(PROVIDED PASSAGE):
+--

The Abbey of Bruisyard was a house of Minoresses (Poor Clares) at Bruisyard in Suffolk. It was founded from Campsey Priory in Suffolk on the initiative of Maud of Lancaster, Countess of Ulster, assisted by her son-in-law Lionel of Antwerp, in 1364–1366.

The foundation of a religious house at Rokes Hall in Bruisyard began a little earlier, when a small college of secular priests (four chaplains and a master, or warden) attached to Campsey Priory for the purposes of a chantry, established in 1346–1347, was moved to Bruisyard in 1354 to celebrate there in a new chapel of the Annunciation to the Virgin. At that time a full set of statutes was promulgated by Maud of Lancaster.

It was following the death of her daughter Elizabeth de Burgh, 4th Countess of Ulster in 1363 that Lionel of Antwerp, Duke of Clarence assisted in the refoundation of the house as a nunnery of the Order of St Clare, and at that time Maud of Lancaster, who had become a canoness at Campsey, transferred to the Poor Clares and spent her last years at Bruisyard. She and her daughter Maud de Ufford were buried there.

The house was suppressed on 17 February 1539, as part of the Dissolution of the Monasteries.

+--

(LISTED RECORDS):
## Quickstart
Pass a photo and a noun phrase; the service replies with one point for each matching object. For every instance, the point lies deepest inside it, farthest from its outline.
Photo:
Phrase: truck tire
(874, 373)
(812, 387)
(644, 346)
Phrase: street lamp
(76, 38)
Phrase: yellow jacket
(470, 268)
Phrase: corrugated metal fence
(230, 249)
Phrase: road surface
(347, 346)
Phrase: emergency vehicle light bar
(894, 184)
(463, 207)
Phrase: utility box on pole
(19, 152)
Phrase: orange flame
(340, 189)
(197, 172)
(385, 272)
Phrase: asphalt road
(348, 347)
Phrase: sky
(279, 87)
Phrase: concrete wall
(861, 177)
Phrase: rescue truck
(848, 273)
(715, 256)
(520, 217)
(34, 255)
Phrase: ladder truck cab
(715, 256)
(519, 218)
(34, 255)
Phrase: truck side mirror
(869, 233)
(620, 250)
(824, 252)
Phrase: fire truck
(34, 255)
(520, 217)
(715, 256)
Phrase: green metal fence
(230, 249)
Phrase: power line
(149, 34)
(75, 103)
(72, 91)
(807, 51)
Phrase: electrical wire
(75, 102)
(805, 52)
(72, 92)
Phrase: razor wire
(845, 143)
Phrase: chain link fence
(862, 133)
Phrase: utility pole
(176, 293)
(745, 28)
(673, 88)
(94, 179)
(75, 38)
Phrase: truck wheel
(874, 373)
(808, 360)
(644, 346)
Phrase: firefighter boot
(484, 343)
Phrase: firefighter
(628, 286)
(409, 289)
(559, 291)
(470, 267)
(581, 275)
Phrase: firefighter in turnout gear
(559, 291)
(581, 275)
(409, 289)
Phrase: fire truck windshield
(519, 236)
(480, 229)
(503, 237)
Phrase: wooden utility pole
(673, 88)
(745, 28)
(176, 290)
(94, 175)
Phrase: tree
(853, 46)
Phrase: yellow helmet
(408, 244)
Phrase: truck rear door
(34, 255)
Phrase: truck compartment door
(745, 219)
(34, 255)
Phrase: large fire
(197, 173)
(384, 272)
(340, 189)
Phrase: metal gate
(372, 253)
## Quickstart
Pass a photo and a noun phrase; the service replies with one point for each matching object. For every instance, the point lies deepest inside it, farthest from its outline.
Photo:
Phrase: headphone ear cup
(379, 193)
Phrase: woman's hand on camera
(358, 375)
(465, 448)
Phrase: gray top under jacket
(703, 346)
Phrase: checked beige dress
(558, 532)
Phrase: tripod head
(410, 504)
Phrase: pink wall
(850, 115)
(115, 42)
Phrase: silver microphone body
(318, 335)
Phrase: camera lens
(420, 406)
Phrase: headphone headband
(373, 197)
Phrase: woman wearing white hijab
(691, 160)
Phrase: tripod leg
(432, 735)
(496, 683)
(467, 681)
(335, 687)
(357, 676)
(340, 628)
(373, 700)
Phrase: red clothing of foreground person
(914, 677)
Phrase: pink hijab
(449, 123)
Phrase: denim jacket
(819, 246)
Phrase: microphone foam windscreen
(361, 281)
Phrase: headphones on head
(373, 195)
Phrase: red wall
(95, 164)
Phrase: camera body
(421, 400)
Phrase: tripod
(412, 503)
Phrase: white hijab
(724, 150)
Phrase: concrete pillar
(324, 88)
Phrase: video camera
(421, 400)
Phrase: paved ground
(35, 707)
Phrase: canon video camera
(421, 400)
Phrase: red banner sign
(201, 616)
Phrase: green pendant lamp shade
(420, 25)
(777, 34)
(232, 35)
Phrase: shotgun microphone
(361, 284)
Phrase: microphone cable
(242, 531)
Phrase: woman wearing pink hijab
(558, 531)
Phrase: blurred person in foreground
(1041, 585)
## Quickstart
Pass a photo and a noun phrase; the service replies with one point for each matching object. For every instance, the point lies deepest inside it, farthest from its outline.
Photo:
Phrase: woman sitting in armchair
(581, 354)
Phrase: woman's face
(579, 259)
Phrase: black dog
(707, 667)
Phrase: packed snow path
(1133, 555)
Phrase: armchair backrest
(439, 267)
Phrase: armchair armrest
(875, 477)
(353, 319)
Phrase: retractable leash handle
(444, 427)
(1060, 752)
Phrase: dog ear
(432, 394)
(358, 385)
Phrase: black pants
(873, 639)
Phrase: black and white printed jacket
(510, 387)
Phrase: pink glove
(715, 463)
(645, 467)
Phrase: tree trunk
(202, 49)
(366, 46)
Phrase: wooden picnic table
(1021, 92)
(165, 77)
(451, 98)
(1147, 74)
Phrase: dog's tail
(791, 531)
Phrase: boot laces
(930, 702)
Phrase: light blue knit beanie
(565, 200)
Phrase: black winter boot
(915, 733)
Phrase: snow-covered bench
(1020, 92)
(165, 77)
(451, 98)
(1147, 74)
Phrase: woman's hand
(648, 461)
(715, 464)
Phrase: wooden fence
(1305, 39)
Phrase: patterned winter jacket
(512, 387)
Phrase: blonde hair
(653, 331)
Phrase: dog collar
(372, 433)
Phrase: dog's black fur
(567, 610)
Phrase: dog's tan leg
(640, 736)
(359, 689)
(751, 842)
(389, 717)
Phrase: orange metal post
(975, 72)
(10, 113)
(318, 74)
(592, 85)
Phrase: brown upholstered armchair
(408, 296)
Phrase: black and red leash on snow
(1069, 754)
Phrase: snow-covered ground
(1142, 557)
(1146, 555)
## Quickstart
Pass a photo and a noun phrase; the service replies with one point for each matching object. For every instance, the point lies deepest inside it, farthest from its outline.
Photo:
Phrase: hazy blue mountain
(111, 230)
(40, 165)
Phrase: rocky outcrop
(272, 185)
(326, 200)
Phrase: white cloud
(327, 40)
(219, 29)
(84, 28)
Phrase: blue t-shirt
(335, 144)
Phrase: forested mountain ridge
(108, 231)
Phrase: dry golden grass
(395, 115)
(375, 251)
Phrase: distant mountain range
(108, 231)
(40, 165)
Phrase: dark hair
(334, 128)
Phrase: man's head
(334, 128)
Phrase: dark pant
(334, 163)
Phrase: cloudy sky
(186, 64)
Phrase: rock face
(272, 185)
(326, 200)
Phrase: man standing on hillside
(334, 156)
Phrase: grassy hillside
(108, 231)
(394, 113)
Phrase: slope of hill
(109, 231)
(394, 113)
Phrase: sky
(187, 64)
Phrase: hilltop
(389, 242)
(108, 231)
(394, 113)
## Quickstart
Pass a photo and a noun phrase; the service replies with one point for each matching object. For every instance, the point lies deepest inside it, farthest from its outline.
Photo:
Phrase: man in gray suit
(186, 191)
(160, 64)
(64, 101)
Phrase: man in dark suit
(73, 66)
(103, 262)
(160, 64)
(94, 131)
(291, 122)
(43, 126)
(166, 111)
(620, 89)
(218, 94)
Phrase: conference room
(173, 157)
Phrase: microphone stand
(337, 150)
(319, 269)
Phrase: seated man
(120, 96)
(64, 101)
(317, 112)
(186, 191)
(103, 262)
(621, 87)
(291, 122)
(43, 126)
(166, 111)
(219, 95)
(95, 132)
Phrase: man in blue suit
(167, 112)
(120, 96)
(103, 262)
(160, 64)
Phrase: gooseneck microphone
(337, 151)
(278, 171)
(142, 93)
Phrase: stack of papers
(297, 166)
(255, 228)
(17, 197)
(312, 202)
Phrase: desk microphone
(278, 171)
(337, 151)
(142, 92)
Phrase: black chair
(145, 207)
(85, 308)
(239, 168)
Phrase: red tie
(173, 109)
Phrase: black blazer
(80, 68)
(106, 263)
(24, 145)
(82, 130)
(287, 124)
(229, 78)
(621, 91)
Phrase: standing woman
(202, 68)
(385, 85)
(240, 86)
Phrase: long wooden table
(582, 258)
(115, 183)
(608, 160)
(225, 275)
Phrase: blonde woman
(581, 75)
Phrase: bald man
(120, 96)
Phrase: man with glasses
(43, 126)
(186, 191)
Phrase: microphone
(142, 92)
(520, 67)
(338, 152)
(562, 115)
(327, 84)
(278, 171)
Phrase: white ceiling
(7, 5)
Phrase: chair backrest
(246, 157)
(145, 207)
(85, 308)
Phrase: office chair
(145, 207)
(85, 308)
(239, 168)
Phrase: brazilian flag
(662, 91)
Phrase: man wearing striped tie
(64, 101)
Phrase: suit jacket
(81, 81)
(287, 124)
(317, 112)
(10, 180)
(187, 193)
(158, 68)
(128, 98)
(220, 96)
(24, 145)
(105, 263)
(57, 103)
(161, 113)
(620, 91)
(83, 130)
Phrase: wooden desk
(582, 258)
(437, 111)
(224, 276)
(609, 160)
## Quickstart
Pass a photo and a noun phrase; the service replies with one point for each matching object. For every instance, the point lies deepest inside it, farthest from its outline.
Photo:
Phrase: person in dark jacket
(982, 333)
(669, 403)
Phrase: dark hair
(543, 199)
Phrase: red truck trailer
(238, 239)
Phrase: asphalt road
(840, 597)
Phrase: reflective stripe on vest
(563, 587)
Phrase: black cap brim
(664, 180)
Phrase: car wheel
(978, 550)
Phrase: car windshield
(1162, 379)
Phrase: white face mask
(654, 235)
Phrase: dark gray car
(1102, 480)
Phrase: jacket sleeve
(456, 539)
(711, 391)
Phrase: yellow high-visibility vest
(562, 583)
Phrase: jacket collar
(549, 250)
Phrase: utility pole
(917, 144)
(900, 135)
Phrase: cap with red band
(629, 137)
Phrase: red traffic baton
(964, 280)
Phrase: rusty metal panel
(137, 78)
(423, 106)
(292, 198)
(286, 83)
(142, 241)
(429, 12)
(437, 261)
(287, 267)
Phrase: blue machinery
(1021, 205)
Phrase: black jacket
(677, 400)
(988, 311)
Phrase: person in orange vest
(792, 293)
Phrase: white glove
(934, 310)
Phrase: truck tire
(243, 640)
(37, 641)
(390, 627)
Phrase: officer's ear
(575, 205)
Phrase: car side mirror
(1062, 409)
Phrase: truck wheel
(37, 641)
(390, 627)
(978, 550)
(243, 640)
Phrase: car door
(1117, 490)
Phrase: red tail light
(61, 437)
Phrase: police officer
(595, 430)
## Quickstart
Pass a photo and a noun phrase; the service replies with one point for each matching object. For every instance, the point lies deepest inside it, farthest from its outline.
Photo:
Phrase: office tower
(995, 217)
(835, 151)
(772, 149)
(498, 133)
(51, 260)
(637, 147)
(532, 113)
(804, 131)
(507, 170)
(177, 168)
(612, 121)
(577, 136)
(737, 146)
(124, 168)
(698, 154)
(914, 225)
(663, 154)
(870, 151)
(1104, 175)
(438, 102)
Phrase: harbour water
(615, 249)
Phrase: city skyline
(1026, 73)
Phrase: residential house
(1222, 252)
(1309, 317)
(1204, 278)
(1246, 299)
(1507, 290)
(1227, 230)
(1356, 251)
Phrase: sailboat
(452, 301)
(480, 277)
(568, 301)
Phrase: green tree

+--

(WORK TO COMPLETE):
• 1. According to the passage on the Abbey of Bruisyard, on what date was the house suppressed?
• 2. In the passage on the Abbey of Bruisyard, rewrite the paragraph beginning "The foundation of a religious house at Rokes Hall" as a short bulleted list that keeps its main facts.

(RESULTS BY TASK):
• 1. 17 February 1539

• 2.
- The religious house at Rokes Hall in Bruisyard had an earlier start.
- A small college of secular priests, four chaplains and a master (or warden), was attached to Campsey Priory as a chantry and established in 1346–1347.
- In 1354 it moved to Bruisyard to celebrate in a new chapel of the Annunciation to the Virgin.
- At that time Maud of Lancaster issued a full set of statutes.